#### Given passage

Metadata-Version: 2.4
Name: databricks-dq-framework
Version: 1.0.12
Summary: Metadata-driven Data Quality Assessment Framework for Databricks / Delta Lake
Author: Nitin Mathew George
License-Expression: MIT
Keywords: databricks,delta-lake,data-quality,pyspark,dq-framework
Classifier: Programming Language :: Python :: 3
Classifier: Operating System :: OS Independent
Requires-Python: >=3.9
Description-Content-Type: text/markdown
Requires-Dist: python-dateutil>=2.8
Requires-Dist: pandas>=2.0
Provides-Extra: standalone
Requires-Dist: pyspark>=3.3; extra == "standalone"
Requires-Dist: delta-spark>=2.0; extra == "standalone"
Provides-Extra: dev
Requires-Dist: pytest>=7; extra == "dev"
Requires-Dist: pytest-cov; extra == "dev"

#### Supplied information
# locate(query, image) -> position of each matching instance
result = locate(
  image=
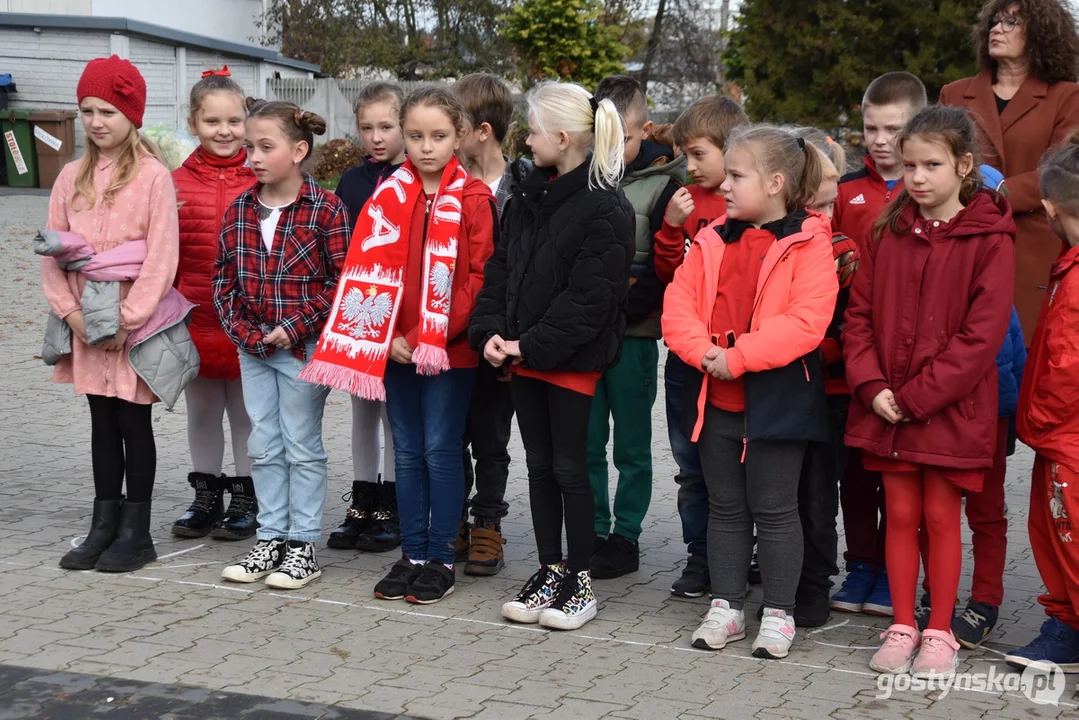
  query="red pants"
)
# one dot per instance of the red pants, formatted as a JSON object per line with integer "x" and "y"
{"x": 913, "y": 496}
{"x": 1054, "y": 500}
{"x": 861, "y": 494}
{"x": 988, "y": 526}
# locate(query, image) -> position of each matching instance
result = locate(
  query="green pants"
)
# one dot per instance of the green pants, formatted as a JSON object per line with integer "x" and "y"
{"x": 625, "y": 393}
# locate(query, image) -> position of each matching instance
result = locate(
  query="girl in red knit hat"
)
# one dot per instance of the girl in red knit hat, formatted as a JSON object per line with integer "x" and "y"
{"x": 118, "y": 193}
{"x": 206, "y": 184}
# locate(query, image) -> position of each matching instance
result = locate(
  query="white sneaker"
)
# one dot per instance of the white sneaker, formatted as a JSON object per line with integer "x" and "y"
{"x": 722, "y": 625}
{"x": 573, "y": 606}
{"x": 776, "y": 635}
{"x": 264, "y": 558}
{"x": 299, "y": 568}
{"x": 536, "y": 596}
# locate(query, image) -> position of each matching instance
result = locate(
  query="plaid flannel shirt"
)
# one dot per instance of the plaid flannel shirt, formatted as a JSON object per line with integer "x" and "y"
{"x": 291, "y": 286}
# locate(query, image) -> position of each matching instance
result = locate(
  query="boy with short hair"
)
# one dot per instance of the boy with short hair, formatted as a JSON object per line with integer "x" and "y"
{"x": 489, "y": 107}
{"x": 889, "y": 103}
{"x": 627, "y": 391}
{"x": 701, "y": 134}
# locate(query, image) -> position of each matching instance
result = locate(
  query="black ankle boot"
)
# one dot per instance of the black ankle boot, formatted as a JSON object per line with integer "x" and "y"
{"x": 241, "y": 520}
{"x": 103, "y": 531}
{"x": 205, "y": 511}
{"x": 133, "y": 546}
{"x": 384, "y": 530}
{"x": 356, "y": 518}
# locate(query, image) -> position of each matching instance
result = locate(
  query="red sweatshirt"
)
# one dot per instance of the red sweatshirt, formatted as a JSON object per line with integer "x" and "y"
{"x": 1048, "y": 420}
{"x": 479, "y": 218}
{"x": 673, "y": 242}
{"x": 862, "y": 197}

#### Exercise goal
Answer from the package metadata:
(a) What Python version does the package require?
(b) Under what license is it released?
(c) Which optional extra adds pyspark and delta-spark as dependencies?

#### Response to this exercise
(a) Python 3.9 or later (>=3.9)
(b) MIT
(c) standalone